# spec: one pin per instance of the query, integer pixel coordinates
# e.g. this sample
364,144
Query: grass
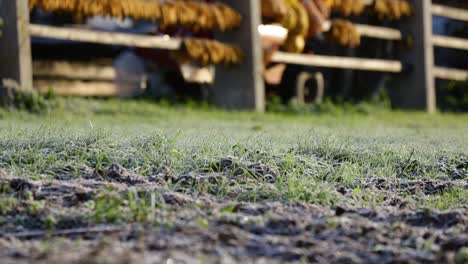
328,159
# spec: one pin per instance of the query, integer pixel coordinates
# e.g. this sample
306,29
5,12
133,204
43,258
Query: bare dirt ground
195,227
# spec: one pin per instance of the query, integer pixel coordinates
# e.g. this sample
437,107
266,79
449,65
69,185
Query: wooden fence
242,87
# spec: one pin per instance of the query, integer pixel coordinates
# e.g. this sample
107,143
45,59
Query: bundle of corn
199,16
274,9
344,33
392,9
318,12
347,7
189,14
297,22
207,52
136,9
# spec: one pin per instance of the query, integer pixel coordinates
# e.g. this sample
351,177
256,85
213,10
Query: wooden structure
242,87
15,47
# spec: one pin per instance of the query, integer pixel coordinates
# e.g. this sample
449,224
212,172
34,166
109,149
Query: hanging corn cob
192,15
207,52
344,33
348,7
297,22
274,9
392,9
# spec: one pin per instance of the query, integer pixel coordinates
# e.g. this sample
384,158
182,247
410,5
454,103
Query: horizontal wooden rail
103,37
373,31
450,42
339,62
450,12
74,70
77,88
451,74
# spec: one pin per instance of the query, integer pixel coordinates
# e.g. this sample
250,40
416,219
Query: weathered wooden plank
451,74
339,62
77,88
450,12
450,42
373,31
15,47
241,87
103,37
415,89
74,70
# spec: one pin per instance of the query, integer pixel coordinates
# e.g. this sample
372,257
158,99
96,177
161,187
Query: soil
195,227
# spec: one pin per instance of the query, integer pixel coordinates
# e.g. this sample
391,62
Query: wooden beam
451,74
74,70
15,47
241,87
339,62
450,12
77,88
450,42
103,37
373,31
415,89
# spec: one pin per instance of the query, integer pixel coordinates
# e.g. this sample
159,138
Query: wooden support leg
242,87
416,89
15,45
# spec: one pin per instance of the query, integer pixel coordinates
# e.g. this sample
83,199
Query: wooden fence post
242,87
416,89
15,44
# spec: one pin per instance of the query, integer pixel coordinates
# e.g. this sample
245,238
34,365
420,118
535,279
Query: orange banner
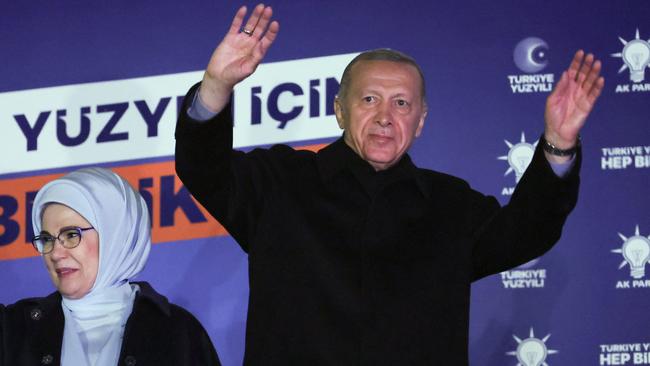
175,214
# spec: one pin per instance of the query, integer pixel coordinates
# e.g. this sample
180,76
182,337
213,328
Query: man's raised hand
238,55
573,98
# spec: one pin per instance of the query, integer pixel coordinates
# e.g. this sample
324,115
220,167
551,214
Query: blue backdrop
485,97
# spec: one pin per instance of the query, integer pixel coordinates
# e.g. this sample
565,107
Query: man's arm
238,55
227,183
532,221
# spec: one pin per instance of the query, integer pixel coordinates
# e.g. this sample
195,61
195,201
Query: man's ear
418,130
340,114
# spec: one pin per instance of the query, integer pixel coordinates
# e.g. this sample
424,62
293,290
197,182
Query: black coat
348,266
157,333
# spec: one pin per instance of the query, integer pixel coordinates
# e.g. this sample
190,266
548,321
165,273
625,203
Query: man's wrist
556,151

=======

What the task requires = Count the lines of the items above that contain the string "fence", treating uppercase and lowercase letters as different, and give only that number.

Task solution = 2